(Excerpts from a point labeling dataset)
++++++

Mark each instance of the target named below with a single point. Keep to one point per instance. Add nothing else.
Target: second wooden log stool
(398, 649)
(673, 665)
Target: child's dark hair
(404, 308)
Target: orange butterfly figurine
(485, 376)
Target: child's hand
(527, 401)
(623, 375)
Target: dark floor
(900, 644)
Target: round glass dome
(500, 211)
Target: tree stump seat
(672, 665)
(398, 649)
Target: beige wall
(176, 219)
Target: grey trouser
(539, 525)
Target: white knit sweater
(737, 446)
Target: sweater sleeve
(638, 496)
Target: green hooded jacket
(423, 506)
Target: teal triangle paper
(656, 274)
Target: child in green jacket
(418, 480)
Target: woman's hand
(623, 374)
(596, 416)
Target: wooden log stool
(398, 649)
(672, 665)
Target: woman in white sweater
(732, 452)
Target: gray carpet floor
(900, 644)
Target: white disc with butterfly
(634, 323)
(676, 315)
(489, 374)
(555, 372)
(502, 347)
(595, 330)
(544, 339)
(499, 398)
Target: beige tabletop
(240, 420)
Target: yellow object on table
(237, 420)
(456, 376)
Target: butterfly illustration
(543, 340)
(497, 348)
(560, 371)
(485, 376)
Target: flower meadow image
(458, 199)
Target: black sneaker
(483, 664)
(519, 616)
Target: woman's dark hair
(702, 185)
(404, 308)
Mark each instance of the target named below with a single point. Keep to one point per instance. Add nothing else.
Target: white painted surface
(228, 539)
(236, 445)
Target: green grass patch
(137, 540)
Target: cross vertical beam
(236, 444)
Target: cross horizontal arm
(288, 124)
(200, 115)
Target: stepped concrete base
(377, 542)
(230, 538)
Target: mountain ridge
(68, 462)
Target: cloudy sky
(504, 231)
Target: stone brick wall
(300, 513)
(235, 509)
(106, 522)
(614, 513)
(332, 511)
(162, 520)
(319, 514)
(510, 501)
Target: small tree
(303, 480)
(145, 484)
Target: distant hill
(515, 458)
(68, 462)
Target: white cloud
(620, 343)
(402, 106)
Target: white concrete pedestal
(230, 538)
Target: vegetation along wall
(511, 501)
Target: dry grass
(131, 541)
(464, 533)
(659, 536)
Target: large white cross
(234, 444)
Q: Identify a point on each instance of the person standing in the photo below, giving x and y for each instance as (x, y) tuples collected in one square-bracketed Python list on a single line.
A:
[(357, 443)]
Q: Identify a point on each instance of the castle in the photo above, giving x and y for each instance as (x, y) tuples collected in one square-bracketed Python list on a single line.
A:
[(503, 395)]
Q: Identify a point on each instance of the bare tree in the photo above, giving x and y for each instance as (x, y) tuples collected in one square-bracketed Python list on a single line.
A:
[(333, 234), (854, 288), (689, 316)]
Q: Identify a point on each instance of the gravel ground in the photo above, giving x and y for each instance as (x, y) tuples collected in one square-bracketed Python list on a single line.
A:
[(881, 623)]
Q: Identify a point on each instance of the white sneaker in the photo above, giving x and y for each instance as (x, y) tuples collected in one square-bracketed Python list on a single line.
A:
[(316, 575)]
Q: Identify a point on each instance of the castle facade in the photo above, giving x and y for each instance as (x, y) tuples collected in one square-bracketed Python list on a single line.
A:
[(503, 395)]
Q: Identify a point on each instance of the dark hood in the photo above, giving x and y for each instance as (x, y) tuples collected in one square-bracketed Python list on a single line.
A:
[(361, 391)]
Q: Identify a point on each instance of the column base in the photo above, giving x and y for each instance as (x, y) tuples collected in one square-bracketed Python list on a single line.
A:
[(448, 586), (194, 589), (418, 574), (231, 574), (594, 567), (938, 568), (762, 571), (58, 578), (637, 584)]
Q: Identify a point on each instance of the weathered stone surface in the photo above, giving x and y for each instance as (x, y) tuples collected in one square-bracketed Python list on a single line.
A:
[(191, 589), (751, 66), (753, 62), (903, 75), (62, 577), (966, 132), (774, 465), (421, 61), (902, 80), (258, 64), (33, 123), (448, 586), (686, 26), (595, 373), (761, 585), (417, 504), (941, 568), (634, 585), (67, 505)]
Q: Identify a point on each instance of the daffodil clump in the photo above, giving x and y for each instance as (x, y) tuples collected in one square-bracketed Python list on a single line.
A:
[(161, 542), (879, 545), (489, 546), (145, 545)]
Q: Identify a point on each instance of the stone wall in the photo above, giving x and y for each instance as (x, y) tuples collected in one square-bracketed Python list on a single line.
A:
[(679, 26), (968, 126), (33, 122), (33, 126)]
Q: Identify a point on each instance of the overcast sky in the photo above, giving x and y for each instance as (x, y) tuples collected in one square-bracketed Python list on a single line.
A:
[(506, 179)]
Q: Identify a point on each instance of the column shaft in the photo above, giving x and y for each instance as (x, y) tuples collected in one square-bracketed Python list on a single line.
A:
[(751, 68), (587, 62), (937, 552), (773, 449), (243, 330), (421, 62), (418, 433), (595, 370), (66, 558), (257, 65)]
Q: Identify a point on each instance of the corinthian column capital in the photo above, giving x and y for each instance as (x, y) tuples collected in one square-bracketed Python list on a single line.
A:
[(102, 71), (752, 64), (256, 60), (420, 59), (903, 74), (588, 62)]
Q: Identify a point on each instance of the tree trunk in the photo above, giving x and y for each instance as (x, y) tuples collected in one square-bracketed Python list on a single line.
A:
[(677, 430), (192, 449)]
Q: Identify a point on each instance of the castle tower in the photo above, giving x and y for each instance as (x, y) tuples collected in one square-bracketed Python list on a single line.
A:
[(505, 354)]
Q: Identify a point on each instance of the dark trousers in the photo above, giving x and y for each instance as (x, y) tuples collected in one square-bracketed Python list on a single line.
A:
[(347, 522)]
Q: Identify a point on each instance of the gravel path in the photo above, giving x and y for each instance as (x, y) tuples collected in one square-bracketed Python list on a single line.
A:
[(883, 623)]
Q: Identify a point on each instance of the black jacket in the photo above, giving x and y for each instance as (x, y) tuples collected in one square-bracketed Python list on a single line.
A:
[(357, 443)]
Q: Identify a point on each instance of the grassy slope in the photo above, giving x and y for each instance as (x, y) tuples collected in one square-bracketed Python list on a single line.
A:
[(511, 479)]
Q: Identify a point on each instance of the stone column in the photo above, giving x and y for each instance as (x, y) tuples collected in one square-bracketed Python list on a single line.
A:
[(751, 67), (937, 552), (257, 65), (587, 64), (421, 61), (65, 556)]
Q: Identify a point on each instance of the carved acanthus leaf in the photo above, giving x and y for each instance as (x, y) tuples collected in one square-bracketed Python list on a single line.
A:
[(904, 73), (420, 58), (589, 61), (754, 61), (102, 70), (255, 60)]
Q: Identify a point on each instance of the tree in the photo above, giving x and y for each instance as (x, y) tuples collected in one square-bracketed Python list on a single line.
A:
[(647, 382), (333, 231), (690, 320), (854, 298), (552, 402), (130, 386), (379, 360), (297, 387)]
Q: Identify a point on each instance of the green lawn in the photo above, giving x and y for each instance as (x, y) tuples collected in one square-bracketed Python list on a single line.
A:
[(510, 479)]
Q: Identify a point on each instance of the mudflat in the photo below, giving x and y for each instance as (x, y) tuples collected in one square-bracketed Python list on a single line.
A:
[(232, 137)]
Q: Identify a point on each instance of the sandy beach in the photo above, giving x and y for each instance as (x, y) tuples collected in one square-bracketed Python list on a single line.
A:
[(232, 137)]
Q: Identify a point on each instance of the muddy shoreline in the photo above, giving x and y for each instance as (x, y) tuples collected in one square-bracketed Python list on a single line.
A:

++++++

▶ SET EXERCISE: Rename "wooden log stool" to "log seat" everywhere in the data above, and write out the lines again with nothing else altered.

▶ SOLUTION TO THIS TASK:
Mark each instance of the target named below with a single point. Keep to one point per instance. Add nothing else.
Target: second log seat
(398, 649)
(673, 665)
Target: child's dark hair
(404, 308)
Target: orange butterfly figurine
(485, 376)
Target: child's hand
(527, 401)
(623, 375)
Target: dark floor
(900, 644)
Target: round glass dome
(500, 211)
Target: tree stump seat
(672, 665)
(398, 649)
Target: beige wall
(176, 219)
Target: grey trouser
(539, 525)
Target: white knit sweater
(737, 446)
Target: sweater sleeve
(638, 496)
Target: green hooded jacket
(423, 506)
Target: teal triangle paper
(656, 274)
Target: child in green jacket
(418, 480)
Target: woman's hand
(623, 374)
(596, 416)
Target: log seat
(398, 649)
(672, 665)
Target: woman in white sweater
(732, 452)
Target: gray carpet floor
(900, 644)
Target: white disc with butterfly
(634, 323)
(676, 315)
(489, 374)
(555, 372)
(502, 347)
(595, 330)
(544, 339)
(499, 398)
Target: beige tabletop
(240, 420)
Target: yellow object on table
(237, 420)
(456, 376)
Target: butterfly illustration
(543, 340)
(497, 348)
(560, 371)
(485, 376)
Target: flower meadow image
(458, 199)
Target: black sneaker
(483, 664)
(519, 616)
Target: woman's dark hair
(702, 185)
(404, 308)
Mark each instance of the target named below with a single point. Keep to one point per instance. Add nothing else.
Target: white painted surface
(228, 539)
(236, 445)
Target: green grass patch
(137, 540)
Target: cross vertical beam
(236, 444)
Target: cross horizontal arm
(288, 124)
(200, 115)
Target: stepped concrete base
(377, 542)
(230, 538)
Target: mountain ridge
(68, 462)
Target: cloudy sky
(504, 231)
Target: stone brick wall
(300, 513)
(235, 509)
(106, 522)
(614, 513)
(332, 511)
(162, 520)
(319, 514)
(510, 501)
Target: small tree
(303, 480)
(145, 484)
Target: distant hill
(515, 458)
(68, 462)
Target: white cloud
(620, 343)
(402, 106)
Target: white concrete pedestal
(230, 538)
Target: vegetation along wall
(511, 501)
Target: dry grass
(131, 541)
(464, 533)
(659, 536)
Target: large white cross
(234, 444)
Q: Identify a point on each instance of the person standing in the photo below, giving x and y for each instance as (x, y) tuples collected in one square-bracketed Python list on a single line.
A:
[(357, 443)]
Q: Identify a point on each instance of the castle in the photo above, giving x and y for each instance as (x, y) tuples collected in one square-bracketed Python list on a single line.
A:
[(503, 395)]
Q: Identify a point on each instance of the bare tree in the photo above, giving x and y for each instance as (x, y) tuples collected in one square-bracketed Python list on a single line.
A:
[(333, 234), (854, 288), (689, 316)]
Q: Identify a point on each instance of the gravel ground in the photo above, giving x and y for each instance as (x, y) tuples collected in one square-bracketed Python list on a single line.
A:
[(881, 623)]
Q: Identify a point on each instance of the white sneaker in the photo above, giving x and y for each instance as (x, y) tuples collected in one square-bracketed Python list on a single line.
A:
[(316, 575)]
Q: Identify a point on each instance of the castle facade in the photo above, giving x and y for each instance as (x, y) tuples collected in one square-bracketed Python list on a single line.
A:
[(503, 395)]
Q: Identify a point on each instance of the dark hood in the photo above, giving x and y for each instance as (x, y) tuples collected in one square-bracketed Python list on a single line.
A:
[(361, 391)]
Q: Identify a point on each instance of the column base in the photo above, giving x and y for each instance as (x, y) tuples collected in one square-bracketed Python list on a single line.
A:
[(448, 586), (194, 589), (418, 574), (231, 574), (594, 567), (938, 568), (762, 571), (58, 578), (637, 584)]
Q: Identify a point on each instance of the weathered stone surface in the photo above, giving x and y for each instance as (x, y) tuples collected in one square-bracketed Python list on a single line.
A:
[(191, 589), (751, 66), (753, 62), (903, 75), (62, 577), (966, 132), (774, 465), (421, 61), (902, 80), (258, 64), (33, 123), (448, 586), (686, 26), (595, 373), (761, 585), (417, 504), (941, 568), (634, 585), (67, 505)]
Q: Identify a point on each instance of the daffodil clump in the photo above, giving x and y for each instance as (x, y) tuples collected in one square-bracketed Python list on a single line.
A:
[(161, 542), (879, 545), (489, 546), (145, 545)]
Q: Identify a point on each instance of the stone wall in the photo above, giving x and y for each instance as (x, y) tuples collected in one square-bracketed Python list on a single line.
A:
[(679, 26), (968, 126), (33, 122), (33, 126)]
Q: Identify a point on each instance of the overcast sky in the photo above, giving x and y for each instance as (x, y) tuples collected in one square-bracketed Python list on a single line.
A:
[(506, 179)]
Q: Identify a point on each instance of the column shaft in the photo above, giving x and y for each instance as (x, y) tuples collected in one square-bracketed Python list on a single line.
A:
[(751, 68), (587, 62), (937, 552), (773, 449), (243, 330), (421, 62), (418, 433), (595, 370), (66, 558), (257, 65)]
Q: Identify a point on each instance of the corinthian column capital in the photo above, giving x and y for each instance as (x, y) tuples collected in one square-bracketed Python list on a single line.
A:
[(102, 71), (752, 64), (256, 60), (420, 59), (903, 74), (588, 62)]
Q: Identify a point on each instance of the tree trunk in the photo above, giving x and y for each instance as (x, y) tuples collected in one square-bracketed Python list on a single line.
A:
[(677, 430), (192, 449)]
Q: Identify a point on each instance of the castle tower in the photo above, giving x and y for each instance as (x, y) tuples collected in one square-bracketed Python list on a single line.
A:
[(505, 354)]
Q: Identify a point on each instance of the dark trousers in the photo above, giving x and y for each instance as (x, y) tuples collected in one square-bracketed Python list on a single line.
A:
[(347, 522)]
Q: Identify a point on each instance of the gravel path in the photo above, giving x and y for each instance as (x, y) tuples collected in one square-bracketed Python list on a single line.
A:
[(883, 623)]
Q: Identify a point on each instance of the black jacket in the photo above, giving x and y for each instance as (x, y) tuples collected in one square-bracketed Python list on a single line.
A:
[(357, 443)]
Q: Identify a point on each instance of the grassy slope in the photo above, giving x and y for each instance as (x, y) tuples collected in one square-bracketed Python list on a single line.
A:
[(511, 479)]
Q: Identify a point on each instance of the stone column in the photo above, giving x and y for each instance as (x, y) tuples collected in one square-bracketed Python list on a single line.
A:
[(751, 67), (937, 552), (257, 65), (587, 64), (421, 61), (65, 556)]
Q: Identify a point on each instance of the carved acanthus leaf in the photo above, giving x and y for each instance as (x, y) tuples collected in one square-bracketed Python list on a single line.
A:
[(904, 73), (420, 58), (589, 61), (754, 61), (102, 70), (255, 60)]
Q: Identify a point on each instance of the tree in the photo above, giving x and y for each instance as (x, y) tuples collected in one square-bracketed Python list on a single line.
A:
[(647, 382), (333, 231), (690, 320), (854, 298), (552, 402), (130, 386), (379, 360), (297, 387)]
Q: Identify a point on each instance of the green lawn in the photo above, giving x and y for each instance as (x, y) tuples collected in one square-bracketed Python list on a single line.
A:
[(510, 479)]
Q: Identify a point on each instance of the mudflat in the photo below, giving x and y for each instance as (x, y) tuples collected in one square-bracketed Python list on a single line.
A:
[(232, 137)]
Q: Identify a point on each instance of the sandy beach in the photo above, giving x and y for each instance as (x, y) tuples collected in one square-bracketed Python list on a single line.
A:
[(232, 137)]
Q: Identify a point on each instance of the muddy shoreline in the photo above, giving x and y for each instance as (x, y) tuples collected in one square-bracketed Python list on a single line.
A:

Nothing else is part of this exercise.